Here is an example of how to perform a shooting method using bisection in Mathematica
(* Define the system *)
L = 1;
c = 2;
odesystem[udot_] := NDSolve[{u''[x] == c, u[0] == 0, u'[0] == udot}, u, {x, 0, 1}];
uofL[udot_] := u[L] /. odesystem[udot][[1]];

(* We are to use bisection so check that u[L] < 0 for u'(0) = ulow and u[L] > 0 for u'(0) = uhigh *)
ulow = -2 c L; (* Pick some large negative value *)
uhigh = 2 c L; (* Pick some large positive value *)
Print[uofL[ulow]];
Print[uofL[uhigh]];

(* Do the shooting using bisection *)
epsilon = 0.0001; (* Precision in the u'(0) value we want: for simplicity we use this as convergence criterion *)
While[Abs[uhigh - ulow] > epsilon,

  (* The new value of u'(0) *)

== PROVIDED DATA ==
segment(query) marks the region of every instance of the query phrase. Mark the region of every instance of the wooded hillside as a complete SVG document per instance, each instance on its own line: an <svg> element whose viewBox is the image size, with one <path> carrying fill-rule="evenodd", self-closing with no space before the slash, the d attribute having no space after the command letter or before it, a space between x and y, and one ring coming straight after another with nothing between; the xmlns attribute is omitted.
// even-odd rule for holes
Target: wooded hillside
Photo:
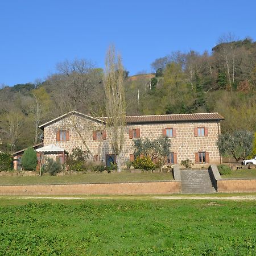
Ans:
<svg viewBox="0 0 256 256"><path fill-rule="evenodd" d="M153 75L128 77L127 114L218 112L222 132L256 131L256 42L222 38L209 54L180 51L156 59ZM105 114L103 70L85 60L64 61L36 84L0 90L0 150L39 142L38 125L72 110Z"/></svg>

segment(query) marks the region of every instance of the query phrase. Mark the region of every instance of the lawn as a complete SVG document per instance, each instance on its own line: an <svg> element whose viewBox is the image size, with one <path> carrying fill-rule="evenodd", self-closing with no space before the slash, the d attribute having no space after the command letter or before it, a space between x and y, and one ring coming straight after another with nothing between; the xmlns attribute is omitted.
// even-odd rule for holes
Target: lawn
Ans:
<svg viewBox="0 0 256 256"><path fill-rule="evenodd" d="M256 255L255 201L37 200L1 199L0 255Z"/></svg>
<svg viewBox="0 0 256 256"><path fill-rule="evenodd" d="M129 172L112 174L88 174L65 176L1 176L0 185L26 185L39 184L101 183L108 182L152 181L171 180L170 173L154 174Z"/></svg>
<svg viewBox="0 0 256 256"><path fill-rule="evenodd" d="M222 179L225 178L243 178L256 179L256 169L238 169L232 171L230 174L221 176Z"/></svg>

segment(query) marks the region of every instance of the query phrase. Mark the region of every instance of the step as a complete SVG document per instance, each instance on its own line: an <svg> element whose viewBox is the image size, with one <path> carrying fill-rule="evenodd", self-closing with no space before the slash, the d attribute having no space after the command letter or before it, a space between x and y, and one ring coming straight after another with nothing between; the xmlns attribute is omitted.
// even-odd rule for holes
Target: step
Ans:
<svg viewBox="0 0 256 256"><path fill-rule="evenodd" d="M216 193L208 170L180 171L183 193Z"/></svg>

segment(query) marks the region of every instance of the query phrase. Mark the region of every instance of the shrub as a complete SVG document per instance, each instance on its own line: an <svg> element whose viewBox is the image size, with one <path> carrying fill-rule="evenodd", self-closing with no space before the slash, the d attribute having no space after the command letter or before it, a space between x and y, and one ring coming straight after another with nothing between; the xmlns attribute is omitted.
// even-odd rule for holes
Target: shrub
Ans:
<svg viewBox="0 0 256 256"><path fill-rule="evenodd" d="M218 166L218 171L221 175L227 175L231 174L231 170L229 167L224 164L219 164Z"/></svg>
<svg viewBox="0 0 256 256"><path fill-rule="evenodd" d="M0 171L8 171L13 168L13 162L11 155L0 153Z"/></svg>
<svg viewBox="0 0 256 256"><path fill-rule="evenodd" d="M67 164L69 169L76 172L82 172L86 170L86 160L88 159L88 152L82 150L81 147L73 148L72 152L68 158Z"/></svg>
<svg viewBox="0 0 256 256"><path fill-rule="evenodd" d="M155 166L148 156L137 157L133 164L136 169L143 169L147 171L155 168Z"/></svg>
<svg viewBox="0 0 256 256"><path fill-rule="evenodd" d="M32 148L29 147L24 152L22 156L22 167L26 171L35 171L38 164L36 152Z"/></svg>
<svg viewBox="0 0 256 256"><path fill-rule="evenodd" d="M93 167L93 171L94 172L102 172L106 170L106 166L103 164L95 164Z"/></svg>
<svg viewBox="0 0 256 256"><path fill-rule="evenodd" d="M181 160L180 162L180 164L181 166L183 166L186 169L188 169L189 168L191 168L191 166L193 164L191 161L191 160L187 159L185 160Z"/></svg>
<svg viewBox="0 0 256 256"><path fill-rule="evenodd" d="M61 164L59 161L54 161L52 158L48 158L47 163L44 166L43 172L49 172L50 175L54 176L61 170Z"/></svg>
<svg viewBox="0 0 256 256"><path fill-rule="evenodd" d="M132 161L127 161L126 162L126 166L127 166L127 168L128 168L128 169L130 169L132 165L133 165Z"/></svg>

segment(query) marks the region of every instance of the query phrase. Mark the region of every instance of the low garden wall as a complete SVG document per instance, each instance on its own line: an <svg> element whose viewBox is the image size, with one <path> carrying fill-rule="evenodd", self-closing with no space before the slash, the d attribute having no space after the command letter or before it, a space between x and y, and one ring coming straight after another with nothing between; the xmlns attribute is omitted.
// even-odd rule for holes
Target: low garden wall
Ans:
<svg viewBox="0 0 256 256"><path fill-rule="evenodd" d="M256 179L221 179L217 184L221 193L256 192Z"/></svg>
<svg viewBox="0 0 256 256"><path fill-rule="evenodd" d="M210 166L217 191L220 193L256 192L255 179L222 179L216 164Z"/></svg>
<svg viewBox="0 0 256 256"><path fill-rule="evenodd" d="M14 176L38 176L39 172L37 171L1 171L0 172L0 176L11 177Z"/></svg>
<svg viewBox="0 0 256 256"><path fill-rule="evenodd" d="M159 195L179 193L179 181L0 186L0 195Z"/></svg>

== OBJECTIVE ==
Resume the Mathematica shooting-method code from the point where it stops.

== TASK RESPONSE ==
  udotcur = (ulow + uhigh)/2.0;

  (* Solve the ODE and find the new value of u[L] *)
  uofLcur = uofL[udotcur];

  (* Bisection step: update ulow or uhigh depending on if uofLcur is positive or negative *)
  If[uofLcur < 0.0, ulow = udotcur, uhigh = udotcur ];
  ];

(* Output the values we find in the end *)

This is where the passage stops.